EXTRACT:
--------------------------------------------------

When I stood to leave, Charlie stopped me. He turned suddenly serious. “Would you have sex with me?” he blurted out.
Almost without thinking, I said, “Of course!”
“Why?” he asked. A trickier question.
“Why not?,” I replied cheerily.
Fuck, I thought—I didn’t want to lose Charlie. In an effort to ease the tension, I changed my tone and said, “Let’s see how it all unfolds.”
“O.K.,” he said. “For now I’ll put you in a taxi.” He kissed me and overpaid a cab driver in advance for my fare.
I felt awful the rest of the evening. Charlie was everything I could want in a sugar daddy—I liked and trusted him, and he would have supported me happily. And yet, when faced with the reality of sleeping with him, I couldn’t mask my apathy.
The following day, Charlie texted me: “Hey! Doing errands in SoHo. Wanna shop (on me of course!) at Prada??? Balenciaga? Just a lark!”
His willingness to spoil me before we had done anything more than peck was startling. And while the shopaholic in me wanted swag, I was unprepared to meet the sex-pectations couched in his request.
I told Charlie that I was getting my hair done that day, and the next time he asked me out I said I was sick. I felt lousy about letting our relationship fizzle, but it would have been worse to prolong it. It was difficult to concede that I might be as much of a sucker for conventional wooing as the next girl, and frustrating to realize that I’d have to find another way to make a living. But it’s one thing to intellectualize something and quite another to live it.
When I started dating through Seeking Arrangement, I thought I was someone who could enter into a relationship for financial reasons and not feel cheapened by it. Ultimately, I realized that I’m not that progressive, or that, for whatever reason, being financially independent means something to me. Even without the safety net of a sugar daddy, I took a risk and quit my day job—a decision that rendered me unemployed, uninsured, and uncertain about where the money for next month’s rent would come from.

--------------------------------------------------

PROVIDED RECORDS:
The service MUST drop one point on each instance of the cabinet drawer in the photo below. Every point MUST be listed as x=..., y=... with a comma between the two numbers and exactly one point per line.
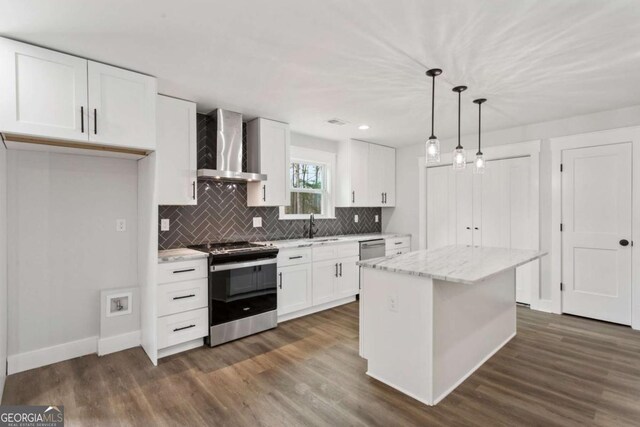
x=397, y=251
x=182, y=327
x=294, y=256
x=182, y=296
x=182, y=270
x=339, y=250
x=397, y=242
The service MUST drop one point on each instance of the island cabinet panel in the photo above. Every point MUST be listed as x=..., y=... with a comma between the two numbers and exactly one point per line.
x=294, y=288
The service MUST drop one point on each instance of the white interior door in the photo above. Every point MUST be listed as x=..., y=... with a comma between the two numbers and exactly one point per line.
x=596, y=217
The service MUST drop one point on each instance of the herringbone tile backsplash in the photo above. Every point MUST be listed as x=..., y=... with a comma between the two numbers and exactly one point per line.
x=222, y=215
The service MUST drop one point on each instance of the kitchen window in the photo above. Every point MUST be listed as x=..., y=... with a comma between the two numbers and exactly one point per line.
x=310, y=175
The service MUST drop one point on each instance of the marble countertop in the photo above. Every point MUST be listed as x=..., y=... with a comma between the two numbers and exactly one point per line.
x=331, y=240
x=179, y=254
x=461, y=264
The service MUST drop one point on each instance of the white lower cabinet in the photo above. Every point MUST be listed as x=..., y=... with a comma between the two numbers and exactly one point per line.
x=294, y=288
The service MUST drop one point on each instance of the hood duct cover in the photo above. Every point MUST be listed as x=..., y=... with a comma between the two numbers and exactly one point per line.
x=224, y=141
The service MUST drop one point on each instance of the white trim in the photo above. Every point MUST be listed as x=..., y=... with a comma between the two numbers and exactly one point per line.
x=472, y=370
x=179, y=348
x=497, y=152
x=593, y=139
x=315, y=309
x=120, y=342
x=49, y=355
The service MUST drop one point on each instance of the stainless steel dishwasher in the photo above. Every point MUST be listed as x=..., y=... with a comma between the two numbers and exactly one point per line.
x=370, y=249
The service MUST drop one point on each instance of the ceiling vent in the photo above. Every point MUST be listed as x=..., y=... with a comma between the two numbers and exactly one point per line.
x=337, y=122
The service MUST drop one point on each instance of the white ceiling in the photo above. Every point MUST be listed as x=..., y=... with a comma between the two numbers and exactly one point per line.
x=304, y=62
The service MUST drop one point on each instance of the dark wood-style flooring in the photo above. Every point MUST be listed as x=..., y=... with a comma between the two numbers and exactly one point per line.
x=558, y=370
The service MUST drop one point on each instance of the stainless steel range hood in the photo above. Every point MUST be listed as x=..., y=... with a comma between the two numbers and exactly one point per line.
x=224, y=146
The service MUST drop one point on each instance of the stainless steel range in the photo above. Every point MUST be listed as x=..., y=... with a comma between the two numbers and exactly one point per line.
x=242, y=290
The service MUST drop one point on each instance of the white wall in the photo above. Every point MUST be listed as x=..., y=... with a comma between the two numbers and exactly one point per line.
x=64, y=245
x=404, y=218
x=3, y=265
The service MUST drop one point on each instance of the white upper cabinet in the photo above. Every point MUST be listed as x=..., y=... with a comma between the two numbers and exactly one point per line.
x=268, y=144
x=366, y=175
x=176, y=151
x=48, y=94
x=122, y=107
x=43, y=93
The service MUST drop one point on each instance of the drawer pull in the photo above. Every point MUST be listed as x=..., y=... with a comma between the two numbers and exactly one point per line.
x=184, y=327
x=185, y=296
x=184, y=271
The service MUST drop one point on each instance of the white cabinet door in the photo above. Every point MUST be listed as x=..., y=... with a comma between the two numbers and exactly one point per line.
x=375, y=171
x=122, y=107
x=389, y=176
x=359, y=165
x=43, y=93
x=325, y=276
x=294, y=288
x=271, y=140
x=348, y=283
x=176, y=151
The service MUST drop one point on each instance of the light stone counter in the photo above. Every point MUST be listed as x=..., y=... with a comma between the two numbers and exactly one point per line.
x=179, y=254
x=459, y=264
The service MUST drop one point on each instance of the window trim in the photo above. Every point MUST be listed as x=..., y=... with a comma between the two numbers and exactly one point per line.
x=316, y=157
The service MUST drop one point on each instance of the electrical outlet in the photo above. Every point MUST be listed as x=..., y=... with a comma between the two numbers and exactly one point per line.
x=392, y=302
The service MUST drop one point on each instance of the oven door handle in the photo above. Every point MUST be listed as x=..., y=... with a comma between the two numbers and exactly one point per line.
x=235, y=265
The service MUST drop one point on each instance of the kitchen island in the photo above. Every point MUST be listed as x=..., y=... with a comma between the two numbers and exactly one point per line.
x=430, y=318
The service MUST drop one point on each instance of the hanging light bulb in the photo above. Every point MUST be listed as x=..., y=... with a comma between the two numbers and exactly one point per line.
x=479, y=164
x=432, y=144
x=459, y=158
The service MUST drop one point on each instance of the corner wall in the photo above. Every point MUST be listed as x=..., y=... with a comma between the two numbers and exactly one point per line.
x=404, y=218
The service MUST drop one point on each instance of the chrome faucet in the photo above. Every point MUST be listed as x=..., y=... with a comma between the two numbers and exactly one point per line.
x=312, y=226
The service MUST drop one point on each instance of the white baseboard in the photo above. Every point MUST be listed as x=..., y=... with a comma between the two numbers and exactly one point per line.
x=315, y=309
x=179, y=348
x=543, y=305
x=119, y=342
x=48, y=355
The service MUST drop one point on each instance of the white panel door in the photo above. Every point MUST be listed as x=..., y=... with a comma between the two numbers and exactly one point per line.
x=596, y=217
x=359, y=158
x=348, y=283
x=375, y=173
x=122, y=107
x=464, y=206
x=325, y=276
x=294, y=288
x=441, y=207
x=176, y=151
x=43, y=93
x=389, y=176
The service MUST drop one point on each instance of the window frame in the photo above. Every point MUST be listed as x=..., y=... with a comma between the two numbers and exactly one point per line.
x=320, y=158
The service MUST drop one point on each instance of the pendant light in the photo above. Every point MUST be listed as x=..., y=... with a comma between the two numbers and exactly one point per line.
x=459, y=159
x=479, y=164
x=433, y=145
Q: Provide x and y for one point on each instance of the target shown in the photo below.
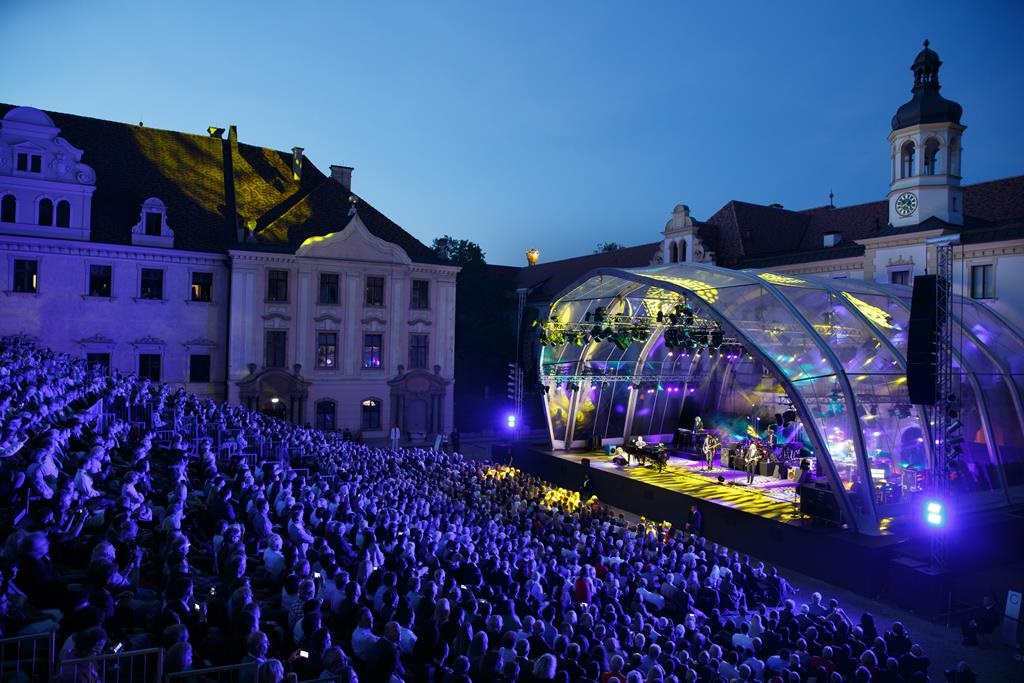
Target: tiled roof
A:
(186, 172)
(326, 209)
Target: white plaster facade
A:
(64, 315)
(352, 255)
(167, 294)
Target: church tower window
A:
(932, 159)
(906, 159)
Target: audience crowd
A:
(137, 516)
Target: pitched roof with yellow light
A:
(187, 173)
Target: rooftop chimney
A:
(342, 174)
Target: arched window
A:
(932, 160)
(906, 159)
(954, 157)
(64, 213)
(46, 212)
(371, 414)
(325, 415)
(8, 209)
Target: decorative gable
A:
(354, 243)
(45, 188)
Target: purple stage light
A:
(935, 513)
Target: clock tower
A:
(926, 151)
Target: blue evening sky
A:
(549, 124)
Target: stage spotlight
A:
(935, 513)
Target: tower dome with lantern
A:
(926, 150)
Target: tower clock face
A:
(906, 204)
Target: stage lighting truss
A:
(681, 330)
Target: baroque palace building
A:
(236, 271)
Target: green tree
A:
(484, 339)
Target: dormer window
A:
(64, 213)
(152, 228)
(30, 163)
(8, 209)
(154, 223)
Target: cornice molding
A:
(101, 250)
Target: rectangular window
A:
(26, 275)
(30, 163)
(276, 286)
(99, 280)
(199, 368)
(152, 284)
(327, 349)
(420, 297)
(329, 289)
(371, 414)
(148, 367)
(418, 351)
(275, 343)
(154, 222)
(202, 287)
(899, 276)
(372, 346)
(98, 360)
(375, 291)
(982, 282)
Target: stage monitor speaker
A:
(818, 502)
(922, 346)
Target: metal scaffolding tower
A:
(946, 428)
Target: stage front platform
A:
(762, 519)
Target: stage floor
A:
(768, 497)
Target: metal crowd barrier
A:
(226, 674)
(143, 666)
(31, 656)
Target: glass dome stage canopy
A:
(642, 351)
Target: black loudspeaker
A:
(818, 502)
(922, 368)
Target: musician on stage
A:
(711, 444)
(752, 461)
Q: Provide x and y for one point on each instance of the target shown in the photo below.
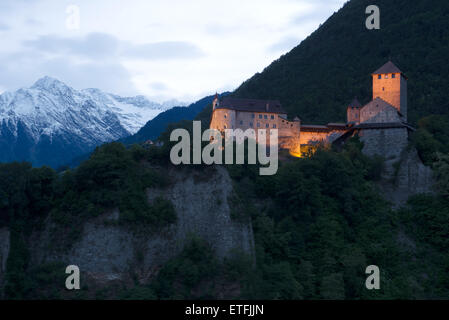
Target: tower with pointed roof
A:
(390, 84)
(353, 111)
(215, 102)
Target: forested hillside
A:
(318, 78)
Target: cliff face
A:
(405, 176)
(106, 251)
(4, 251)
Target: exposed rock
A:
(109, 252)
(406, 176)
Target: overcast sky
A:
(165, 49)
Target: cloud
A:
(22, 69)
(164, 50)
(102, 45)
(284, 45)
(94, 45)
(3, 27)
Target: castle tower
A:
(353, 111)
(215, 102)
(390, 84)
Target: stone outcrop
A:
(405, 176)
(108, 252)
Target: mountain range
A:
(50, 123)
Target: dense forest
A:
(320, 77)
(317, 223)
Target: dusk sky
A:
(171, 49)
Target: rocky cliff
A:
(106, 251)
(405, 176)
(4, 251)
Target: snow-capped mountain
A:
(50, 123)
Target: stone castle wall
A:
(373, 113)
(392, 90)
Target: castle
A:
(381, 123)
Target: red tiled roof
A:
(251, 105)
(389, 67)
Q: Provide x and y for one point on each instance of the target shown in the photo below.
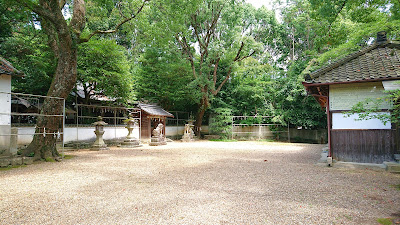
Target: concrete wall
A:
(319, 136)
(252, 132)
(344, 96)
(5, 117)
(72, 134)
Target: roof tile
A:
(379, 61)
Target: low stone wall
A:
(319, 136)
(252, 132)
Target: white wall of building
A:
(340, 121)
(5, 111)
(345, 96)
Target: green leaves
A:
(103, 69)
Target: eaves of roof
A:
(8, 69)
(373, 63)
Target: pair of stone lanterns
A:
(129, 142)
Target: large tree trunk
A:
(203, 106)
(42, 145)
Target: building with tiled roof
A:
(152, 115)
(361, 76)
(6, 72)
(7, 69)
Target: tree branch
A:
(186, 50)
(117, 27)
(337, 14)
(78, 17)
(215, 72)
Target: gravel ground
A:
(197, 183)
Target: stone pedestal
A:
(188, 134)
(99, 131)
(130, 140)
(158, 137)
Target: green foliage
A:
(162, 76)
(103, 69)
(221, 122)
(371, 108)
(29, 53)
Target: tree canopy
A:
(189, 55)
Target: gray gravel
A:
(197, 183)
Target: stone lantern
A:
(99, 131)
(188, 134)
(130, 140)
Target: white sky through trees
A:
(259, 3)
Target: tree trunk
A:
(203, 106)
(42, 145)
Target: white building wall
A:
(345, 96)
(5, 114)
(340, 121)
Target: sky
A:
(259, 3)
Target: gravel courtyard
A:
(197, 183)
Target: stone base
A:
(15, 161)
(99, 147)
(156, 141)
(130, 143)
(187, 138)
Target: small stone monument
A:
(99, 131)
(157, 137)
(130, 140)
(188, 135)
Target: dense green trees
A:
(63, 38)
(189, 55)
(103, 70)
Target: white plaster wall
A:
(5, 131)
(5, 114)
(344, 96)
(178, 130)
(5, 100)
(339, 121)
(25, 134)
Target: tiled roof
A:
(154, 110)
(7, 68)
(377, 62)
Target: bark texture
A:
(63, 38)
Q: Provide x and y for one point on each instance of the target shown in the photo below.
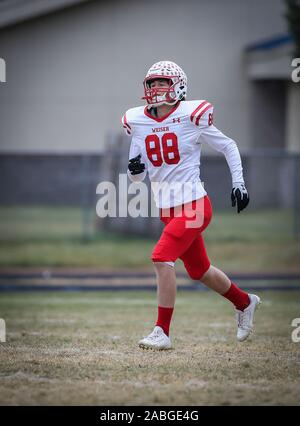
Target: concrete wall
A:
(71, 74)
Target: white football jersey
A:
(170, 148)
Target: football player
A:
(167, 135)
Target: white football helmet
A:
(165, 95)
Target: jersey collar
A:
(159, 120)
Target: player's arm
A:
(136, 170)
(222, 143)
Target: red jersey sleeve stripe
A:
(197, 109)
(201, 113)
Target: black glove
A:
(135, 166)
(239, 196)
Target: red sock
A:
(164, 318)
(238, 297)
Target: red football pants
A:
(181, 237)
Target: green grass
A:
(81, 348)
(53, 237)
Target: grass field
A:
(81, 348)
(52, 237)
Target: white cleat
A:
(245, 318)
(156, 340)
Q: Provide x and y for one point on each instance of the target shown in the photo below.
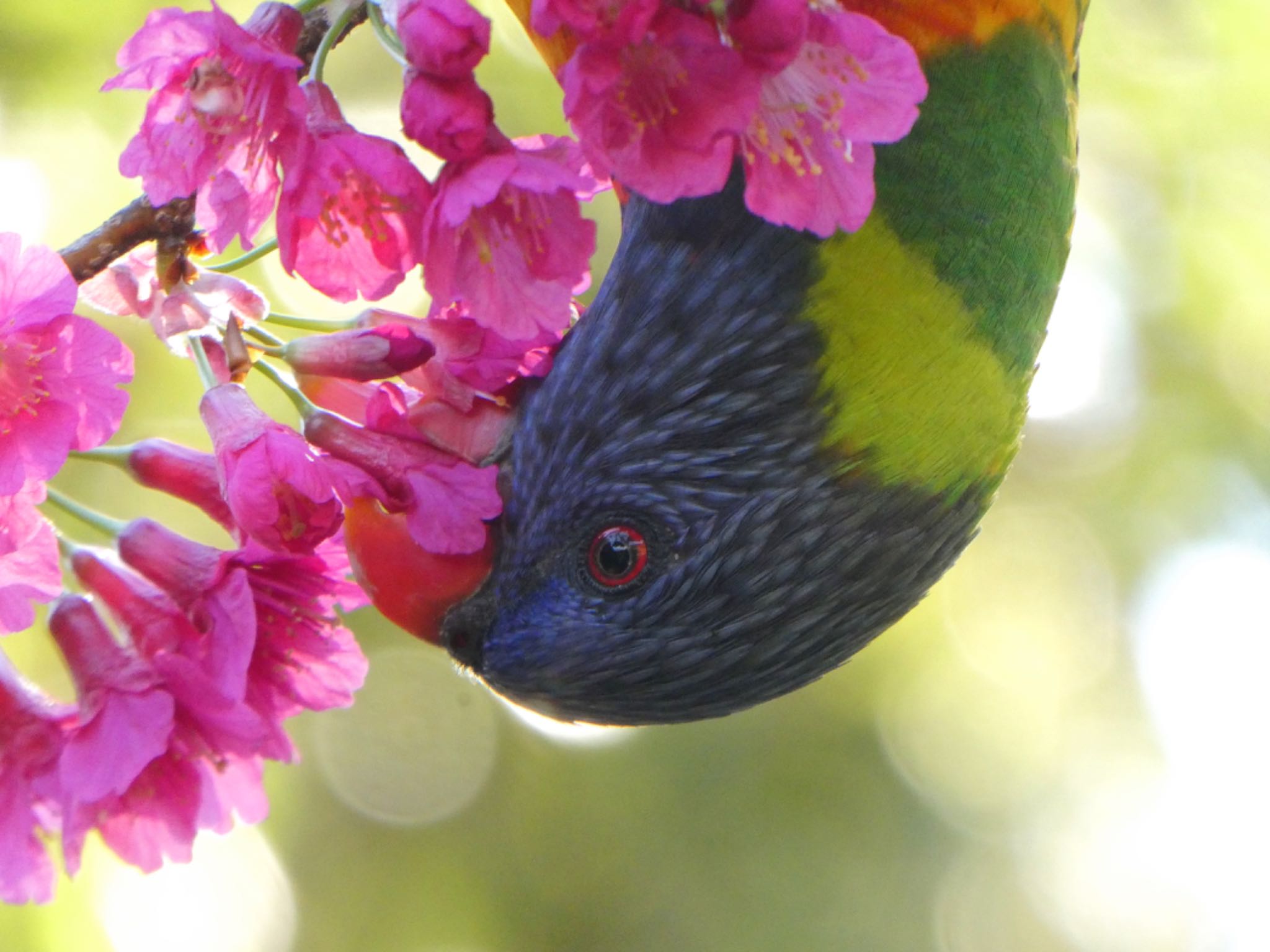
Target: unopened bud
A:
(370, 353)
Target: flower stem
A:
(205, 368)
(288, 320)
(243, 260)
(115, 456)
(304, 405)
(263, 337)
(89, 517)
(388, 40)
(328, 41)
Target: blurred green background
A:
(1062, 749)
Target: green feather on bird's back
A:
(934, 312)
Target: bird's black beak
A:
(465, 626)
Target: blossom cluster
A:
(189, 659)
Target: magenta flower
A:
(182, 472)
(659, 107)
(278, 491)
(370, 353)
(32, 736)
(301, 658)
(29, 559)
(470, 433)
(352, 206)
(808, 151)
(446, 501)
(450, 117)
(442, 37)
(202, 299)
(59, 374)
(125, 716)
(584, 17)
(506, 236)
(223, 93)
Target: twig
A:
(173, 223)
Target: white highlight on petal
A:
(233, 897)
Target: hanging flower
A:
(277, 489)
(507, 239)
(352, 206)
(223, 94)
(59, 372)
(808, 150)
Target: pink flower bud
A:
(277, 489)
(442, 37)
(360, 355)
(182, 568)
(182, 472)
(277, 24)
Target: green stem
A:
(290, 320)
(205, 367)
(115, 456)
(328, 41)
(263, 337)
(243, 260)
(388, 40)
(89, 517)
(304, 405)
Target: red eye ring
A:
(618, 555)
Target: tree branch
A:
(174, 223)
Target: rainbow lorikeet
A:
(760, 448)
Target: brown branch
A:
(173, 223)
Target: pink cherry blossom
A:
(223, 93)
(29, 559)
(277, 490)
(443, 38)
(446, 500)
(182, 472)
(659, 107)
(125, 716)
(32, 736)
(506, 236)
(352, 206)
(808, 151)
(198, 299)
(301, 656)
(451, 117)
(769, 33)
(368, 353)
(586, 18)
(59, 372)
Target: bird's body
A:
(799, 434)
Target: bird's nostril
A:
(464, 638)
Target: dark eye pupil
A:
(615, 557)
(618, 555)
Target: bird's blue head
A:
(677, 541)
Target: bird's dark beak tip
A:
(463, 632)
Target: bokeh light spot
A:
(418, 744)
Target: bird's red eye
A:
(618, 557)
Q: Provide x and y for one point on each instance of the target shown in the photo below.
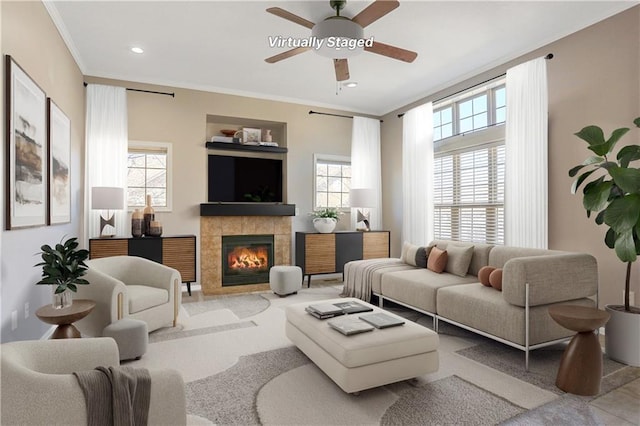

--------------------------------------------------

TASKS FOR THIS EXERCISE:
**A.** Translate this sentence from the sugar-dating essay into Spanish: "I felt awful the rest of the evening."
**B.** In the sugar-dating essay, where was Charlie running errands when he texted the day after the taxi ride?
**C.** From the sugar-dating essay, return the stretch from "Almost without thinking, I" through "mask my apathy.".
Nothing in the listing is needed here.

RESPONSES BY TASK:
**A.** Me sentí fatal el resto de la noche.

**B.** In SoHo.

**C.**
Almost without thinking, I said, “Of course!”
“Why?” he asked. A trickier question.
“Why not?,” I replied cheerily.
Fuck, I thought—I didn’t want to lose Charlie. In an effort to ease the tension, I changed my tone and said, “Let’s see how it all unfolds.”
“O.K.,” he said. “For now I’ll put you in a taxi.” He kissed me and overpaid a cab driver in advance for my fare.
I felt awful the rest of the evening. Charlie was everything I could want in a sugar daddy—I liked and trusted him, and he would have supported me happily. And yet, when faced with the reality of sleeping with him, I couldn’t mask my apathy.